Actually the debate was about people who don't identify as gay who have gay sex. Bit too nuanced for him.
 
I mean, if it's a spectrum then it's entirely feasible for circumstances to dictate how someone identifies.

I'm sure there are innumerable examples of people who identified as heterosexual throughout history and just never fully realised their homosexual feelings for what they were, so it's conceivable that it can work the other way and circumstance can lead to self identification as a gay person.
 
Interested in @Rachey's take seeing as her "circumstances" are surely that she happened to meet a woman that she fancied and then fell in love with.

Also this sounds horribly facile but you wouldn't blame the odd woman for choosing to date other women because straight men are so awful.
 
I remember watching something about the way someone's sexual interests can be influenced or put on a new path in early adolescence. What I'd seen was more to do with fetishes I suppose, an anecdote about a guy on a school bus whose bully grabbed him by the balls and squeezed them. This led to a life-long obsession with having his testicles crushed. Also the idea that being frightened by a popping balloon at a certain point in one's development could lead to a balloon fetish in later life, etc.

Personally, I have always wondered about the fact that when it came to guys I was attracted to, I felt like I actually more wanted to be like them, or be them. With this kind of intense admiration combined with low self-esteem about my appearance and some pretty traumatic bullying, I used to think that perhaps my own development had been skewed a bit.

Then I realised it wouldn't really explain the Mariah thing/every single other interest I have and I was just trying to make my life more interesting :D

Also I diversified in terms of the guys I was into since then, as my recent hot fling with a 22yo Slovak twink would indicate. My main type is still myself but hotter though.

■ EXERCISE DATA ■
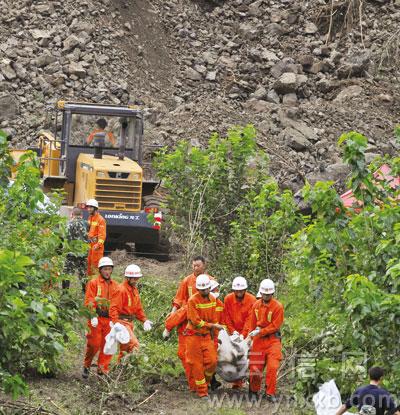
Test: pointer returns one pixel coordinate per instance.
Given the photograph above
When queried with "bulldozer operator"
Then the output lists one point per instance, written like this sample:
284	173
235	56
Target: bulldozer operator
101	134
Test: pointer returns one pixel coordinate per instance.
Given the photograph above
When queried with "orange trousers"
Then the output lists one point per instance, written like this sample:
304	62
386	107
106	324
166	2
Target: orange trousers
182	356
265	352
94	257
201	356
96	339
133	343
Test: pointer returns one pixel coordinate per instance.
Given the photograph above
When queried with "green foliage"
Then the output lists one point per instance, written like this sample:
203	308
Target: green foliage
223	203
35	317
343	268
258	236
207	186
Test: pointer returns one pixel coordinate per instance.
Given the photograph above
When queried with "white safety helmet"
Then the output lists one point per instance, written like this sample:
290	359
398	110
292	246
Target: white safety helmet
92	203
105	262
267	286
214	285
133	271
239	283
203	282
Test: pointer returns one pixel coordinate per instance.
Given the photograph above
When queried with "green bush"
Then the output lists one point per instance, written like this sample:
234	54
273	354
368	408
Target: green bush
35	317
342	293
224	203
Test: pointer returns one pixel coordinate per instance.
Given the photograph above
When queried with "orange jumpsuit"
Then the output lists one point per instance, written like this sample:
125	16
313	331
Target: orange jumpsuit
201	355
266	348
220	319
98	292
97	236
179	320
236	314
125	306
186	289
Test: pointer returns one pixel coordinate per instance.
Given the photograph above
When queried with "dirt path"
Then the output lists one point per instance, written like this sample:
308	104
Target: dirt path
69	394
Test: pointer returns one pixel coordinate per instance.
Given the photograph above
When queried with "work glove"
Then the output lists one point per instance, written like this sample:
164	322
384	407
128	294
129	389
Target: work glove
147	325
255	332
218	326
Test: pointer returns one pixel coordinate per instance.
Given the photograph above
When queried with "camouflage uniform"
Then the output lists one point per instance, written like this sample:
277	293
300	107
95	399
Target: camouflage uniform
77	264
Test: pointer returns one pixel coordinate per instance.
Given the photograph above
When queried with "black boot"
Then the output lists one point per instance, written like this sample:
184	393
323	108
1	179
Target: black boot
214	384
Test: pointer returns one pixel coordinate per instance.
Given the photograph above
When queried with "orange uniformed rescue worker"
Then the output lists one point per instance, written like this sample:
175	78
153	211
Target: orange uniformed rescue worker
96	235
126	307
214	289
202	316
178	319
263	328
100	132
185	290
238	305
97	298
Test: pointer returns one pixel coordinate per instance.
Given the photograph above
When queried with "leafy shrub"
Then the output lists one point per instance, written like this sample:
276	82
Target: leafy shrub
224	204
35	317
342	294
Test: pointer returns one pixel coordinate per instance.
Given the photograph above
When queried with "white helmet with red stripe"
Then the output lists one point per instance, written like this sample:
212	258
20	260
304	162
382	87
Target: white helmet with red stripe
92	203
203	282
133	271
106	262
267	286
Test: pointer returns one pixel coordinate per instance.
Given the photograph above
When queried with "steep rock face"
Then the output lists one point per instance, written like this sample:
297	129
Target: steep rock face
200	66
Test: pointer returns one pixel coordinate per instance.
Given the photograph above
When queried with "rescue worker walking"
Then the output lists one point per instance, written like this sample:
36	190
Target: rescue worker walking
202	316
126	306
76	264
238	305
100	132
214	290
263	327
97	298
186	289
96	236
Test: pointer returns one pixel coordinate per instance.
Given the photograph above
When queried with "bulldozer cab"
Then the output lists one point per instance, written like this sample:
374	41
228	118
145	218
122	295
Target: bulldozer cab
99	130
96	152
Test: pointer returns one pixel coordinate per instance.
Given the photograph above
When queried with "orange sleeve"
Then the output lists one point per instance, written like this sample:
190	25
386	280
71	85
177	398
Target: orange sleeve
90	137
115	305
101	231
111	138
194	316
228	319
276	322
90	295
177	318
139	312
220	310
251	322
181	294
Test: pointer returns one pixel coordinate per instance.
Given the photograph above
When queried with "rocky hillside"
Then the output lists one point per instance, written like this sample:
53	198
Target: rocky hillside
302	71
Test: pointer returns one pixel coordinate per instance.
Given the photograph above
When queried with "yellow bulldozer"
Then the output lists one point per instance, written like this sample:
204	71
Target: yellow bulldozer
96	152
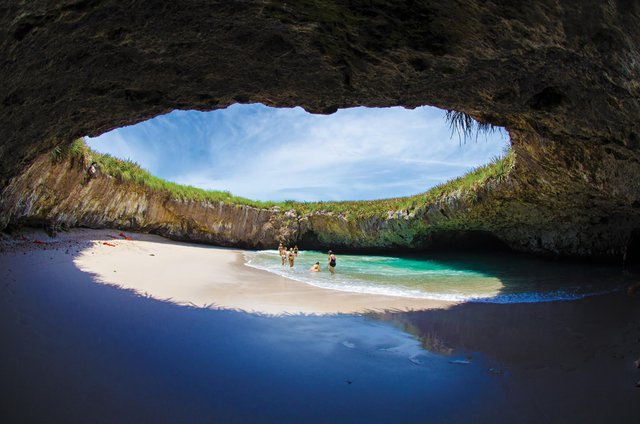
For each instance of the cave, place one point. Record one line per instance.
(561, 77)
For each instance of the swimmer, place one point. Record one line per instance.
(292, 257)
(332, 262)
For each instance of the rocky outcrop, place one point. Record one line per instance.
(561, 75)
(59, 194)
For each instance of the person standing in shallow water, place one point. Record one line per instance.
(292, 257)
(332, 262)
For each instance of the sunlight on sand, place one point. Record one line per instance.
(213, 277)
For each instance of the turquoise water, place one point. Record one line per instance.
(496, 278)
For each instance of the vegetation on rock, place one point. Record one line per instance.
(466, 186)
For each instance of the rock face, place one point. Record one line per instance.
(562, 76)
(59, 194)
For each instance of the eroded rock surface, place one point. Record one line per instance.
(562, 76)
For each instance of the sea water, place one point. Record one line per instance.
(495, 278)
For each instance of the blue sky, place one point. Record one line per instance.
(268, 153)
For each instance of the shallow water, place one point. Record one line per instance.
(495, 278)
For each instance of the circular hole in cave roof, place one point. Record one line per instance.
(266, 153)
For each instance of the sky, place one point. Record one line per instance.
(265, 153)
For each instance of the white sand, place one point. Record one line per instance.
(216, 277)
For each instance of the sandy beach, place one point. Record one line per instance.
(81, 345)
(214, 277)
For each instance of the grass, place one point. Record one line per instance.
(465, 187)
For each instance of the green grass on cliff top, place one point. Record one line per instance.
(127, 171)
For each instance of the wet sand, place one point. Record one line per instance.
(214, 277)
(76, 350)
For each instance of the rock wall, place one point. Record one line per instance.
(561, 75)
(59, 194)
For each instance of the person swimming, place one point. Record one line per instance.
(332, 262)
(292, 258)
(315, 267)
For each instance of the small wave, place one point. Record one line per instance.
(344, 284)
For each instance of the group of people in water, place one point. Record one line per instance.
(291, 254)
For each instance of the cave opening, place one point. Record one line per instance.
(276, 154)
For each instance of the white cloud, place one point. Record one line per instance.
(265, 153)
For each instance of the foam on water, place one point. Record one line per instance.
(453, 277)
==
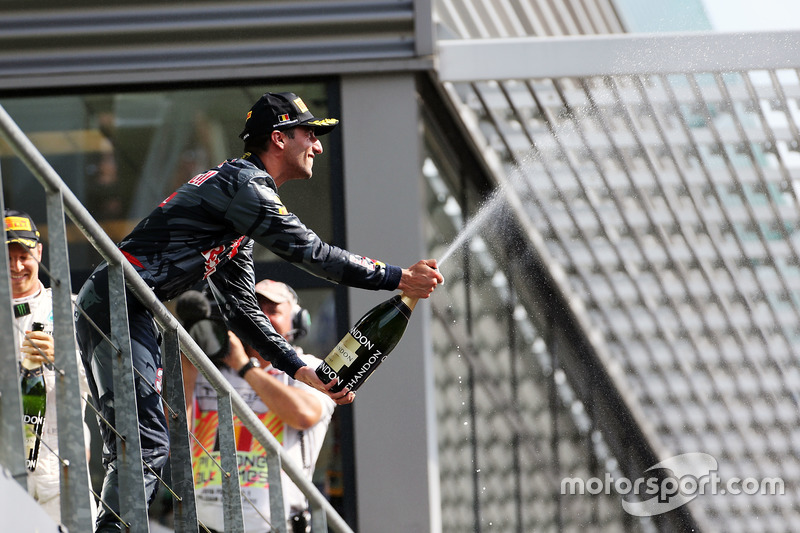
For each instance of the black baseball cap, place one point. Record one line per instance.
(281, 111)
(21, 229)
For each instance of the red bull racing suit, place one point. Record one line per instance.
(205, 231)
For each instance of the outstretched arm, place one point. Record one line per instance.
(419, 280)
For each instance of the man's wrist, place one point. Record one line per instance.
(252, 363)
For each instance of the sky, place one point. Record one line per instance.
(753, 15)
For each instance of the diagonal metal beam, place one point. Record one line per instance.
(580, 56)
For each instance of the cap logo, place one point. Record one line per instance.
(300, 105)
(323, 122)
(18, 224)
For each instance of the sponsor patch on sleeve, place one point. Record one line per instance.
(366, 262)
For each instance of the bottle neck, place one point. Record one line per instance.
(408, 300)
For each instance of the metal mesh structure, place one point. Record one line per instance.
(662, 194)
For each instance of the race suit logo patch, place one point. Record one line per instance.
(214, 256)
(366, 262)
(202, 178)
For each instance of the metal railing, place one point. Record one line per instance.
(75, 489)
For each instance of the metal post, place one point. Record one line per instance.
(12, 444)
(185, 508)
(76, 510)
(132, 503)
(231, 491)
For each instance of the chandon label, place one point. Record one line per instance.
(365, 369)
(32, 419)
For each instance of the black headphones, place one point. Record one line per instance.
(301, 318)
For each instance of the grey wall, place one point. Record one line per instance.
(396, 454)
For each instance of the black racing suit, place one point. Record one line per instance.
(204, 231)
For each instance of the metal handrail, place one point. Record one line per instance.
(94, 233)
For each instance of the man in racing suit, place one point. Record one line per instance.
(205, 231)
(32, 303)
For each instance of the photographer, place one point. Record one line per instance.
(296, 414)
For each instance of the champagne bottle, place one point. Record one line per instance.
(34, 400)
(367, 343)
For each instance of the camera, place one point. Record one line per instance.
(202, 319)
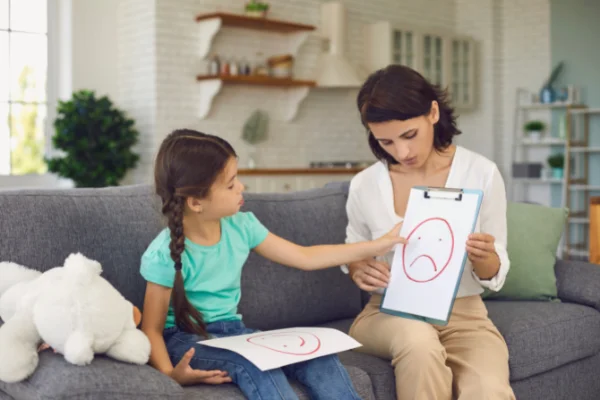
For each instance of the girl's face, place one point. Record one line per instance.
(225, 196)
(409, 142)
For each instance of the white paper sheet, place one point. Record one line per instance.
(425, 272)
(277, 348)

■ EXERCISES TO COMPLETE ■
• A. In the post on sexual identity, what does the writer say the debate was really about?
• B. List the factors that the writer of the post on sexual identity once thought might have skewed their own development.
The items can be set aside.

■ RESULTS IN ORDER ■
• A. People who don't identify as gay who have gay sex.

• B.
- Intense admiration for the guys they were attracted to
- Low self-esteem about their appearance
- Pretty traumatic bullying